- **PAGE EXCERPT**:
Story by

Hannah Carpenter

June 1st, 2015

Over the last three years of homeschooling my kids, one of the biggest lessons I've realized is that learning and teaching often happens best when we aren't actually at home. Because we are home quite a bit, if we aren't intentional, sometimes our lives can start to feel a little bit like the Bill Murray classic, Groundhog Day. Over and over and over...all our actions and surroundings stuck on repeat. When we're cooped up for too long and get in that kind of rut, operations start to malfunction, meaning, we bicker more and learn and LOVE less. When I feel like we're waking up to the exact same day over and over again, we've been home for a long stretch or I feel myself becoming extra irritable, I know it's time to GET OUT, to escape our norm and hit the refresh button.

Sometimes to learn best it's important to leave your books behind and get out and about, looking, observing, exploring, experiencing, talking, and listening. That can be as simple as opening the front door and shutting it behind you. The lessons begin with the bird's nest on your front porch or a conversation with a neighbor. So much of learning is intentionally opening our eyes to the lessons in the world around us. And in the process, our family typically learns a little something about one another as well.

In an effort to get out of a "Groundhog Day" funk and broaden our horizons, we recently hopped in the car and drove an hour or so up a curvy road to a quaint little town, Mountain View, situated in the hills of the Arkansas Ozarks. Mountain View is "The Folk Music Capitol of the World," known for promoting and encouraging the folk music tradition, even going so far as to provide an instrument and lessons to each student in the Mountain View schools. Mountain View is small, with a population of less than 3,000. There aren't a lot of bells and whistles there. It's slow. It's simple. And in many ways, it's ideal. Older folks retire there. Younger folks visit for its authenticity. In a world of constant hustle and bustle and facades, a place like Mountain View can be a much-needed change of pace.

- **RECORD SET**:
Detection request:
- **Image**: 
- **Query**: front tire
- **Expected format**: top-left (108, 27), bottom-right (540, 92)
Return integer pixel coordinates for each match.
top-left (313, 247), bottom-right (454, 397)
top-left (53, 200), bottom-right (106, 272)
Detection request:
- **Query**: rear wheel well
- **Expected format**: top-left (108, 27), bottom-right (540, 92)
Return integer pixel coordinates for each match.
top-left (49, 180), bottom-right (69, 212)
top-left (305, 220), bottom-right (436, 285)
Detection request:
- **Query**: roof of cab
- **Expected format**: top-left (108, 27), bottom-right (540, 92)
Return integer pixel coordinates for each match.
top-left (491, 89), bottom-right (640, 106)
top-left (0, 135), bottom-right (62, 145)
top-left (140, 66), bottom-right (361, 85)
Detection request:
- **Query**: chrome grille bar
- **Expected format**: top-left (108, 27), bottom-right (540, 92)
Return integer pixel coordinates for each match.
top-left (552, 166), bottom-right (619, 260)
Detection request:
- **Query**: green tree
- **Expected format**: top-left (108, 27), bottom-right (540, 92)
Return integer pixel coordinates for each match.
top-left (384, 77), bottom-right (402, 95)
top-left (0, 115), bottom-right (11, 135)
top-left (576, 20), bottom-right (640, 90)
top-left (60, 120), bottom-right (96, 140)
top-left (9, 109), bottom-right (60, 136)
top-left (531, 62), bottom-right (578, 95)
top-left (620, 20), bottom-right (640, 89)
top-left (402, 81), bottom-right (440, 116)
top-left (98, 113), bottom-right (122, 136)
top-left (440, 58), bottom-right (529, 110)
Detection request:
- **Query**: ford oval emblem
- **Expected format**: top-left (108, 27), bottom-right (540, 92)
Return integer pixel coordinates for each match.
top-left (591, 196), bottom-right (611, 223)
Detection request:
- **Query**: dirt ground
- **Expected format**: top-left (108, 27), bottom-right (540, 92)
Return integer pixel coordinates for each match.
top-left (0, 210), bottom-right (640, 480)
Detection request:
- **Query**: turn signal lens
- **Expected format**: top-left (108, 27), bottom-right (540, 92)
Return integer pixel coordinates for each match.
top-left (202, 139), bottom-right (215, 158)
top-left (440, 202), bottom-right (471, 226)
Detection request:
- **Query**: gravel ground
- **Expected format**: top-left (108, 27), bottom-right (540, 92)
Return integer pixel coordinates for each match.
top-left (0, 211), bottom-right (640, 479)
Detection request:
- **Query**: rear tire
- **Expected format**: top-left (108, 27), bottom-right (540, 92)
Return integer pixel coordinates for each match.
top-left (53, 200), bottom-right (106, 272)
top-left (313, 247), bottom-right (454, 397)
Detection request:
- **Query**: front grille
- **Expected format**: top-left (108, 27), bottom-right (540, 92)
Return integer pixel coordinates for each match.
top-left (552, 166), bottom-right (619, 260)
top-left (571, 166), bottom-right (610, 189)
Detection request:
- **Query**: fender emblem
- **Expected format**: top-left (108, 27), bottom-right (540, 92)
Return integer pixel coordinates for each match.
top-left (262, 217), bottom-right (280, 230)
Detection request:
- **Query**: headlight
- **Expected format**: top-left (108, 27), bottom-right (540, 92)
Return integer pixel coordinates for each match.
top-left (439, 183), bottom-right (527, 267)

- **BRIEF**: Extend the homeschooling story about the family trip to Mountain View, starting after its final sentence.

- **OUTPUT BELOW**:
Visiting the downtown strip in Mountain View is like traveling back to a time when getting a root beer float from the soda shop was an event. A time when friends and strangers alike, young and old, all gathered together around the court square to entertain themselves and each other by playing instruments and singing folk music. And this is what still goes on in Mountain View today, "pickin' and grinnin'," as it is colloquially called. Retired veterans, young kids just learning to play instruments, folk musicians from surrounding cities and towns, all come together in Mountain View on the weekends to play and sing together. Some sing cowboy songs. Some play bluegrass. Some sing about tequila and chili (a new one to us). And some just sit and listen. It's a scene from a time come and gone, but one that should not be forgotten.

Mountain View was good to us. We had lunch and dessert at Charlyn's Soda Fountain. I had to-die-for strawberry pie, handmade by the grandmother of one of the waitresses. It was very all-in-the-family. We walked the little strip and looked in windows. We sat on the lawn and listened to a musical group called "Possum Juice." We talked to each other. We laughed. We made flower crowns, something we have never taken the time to do. The kids played on a couple of inflatable bouncy houses that were seemingly there specifically for only them. We met and talked with some of the locals, and the kids loved on their pets. It truly was a breath of fresh air.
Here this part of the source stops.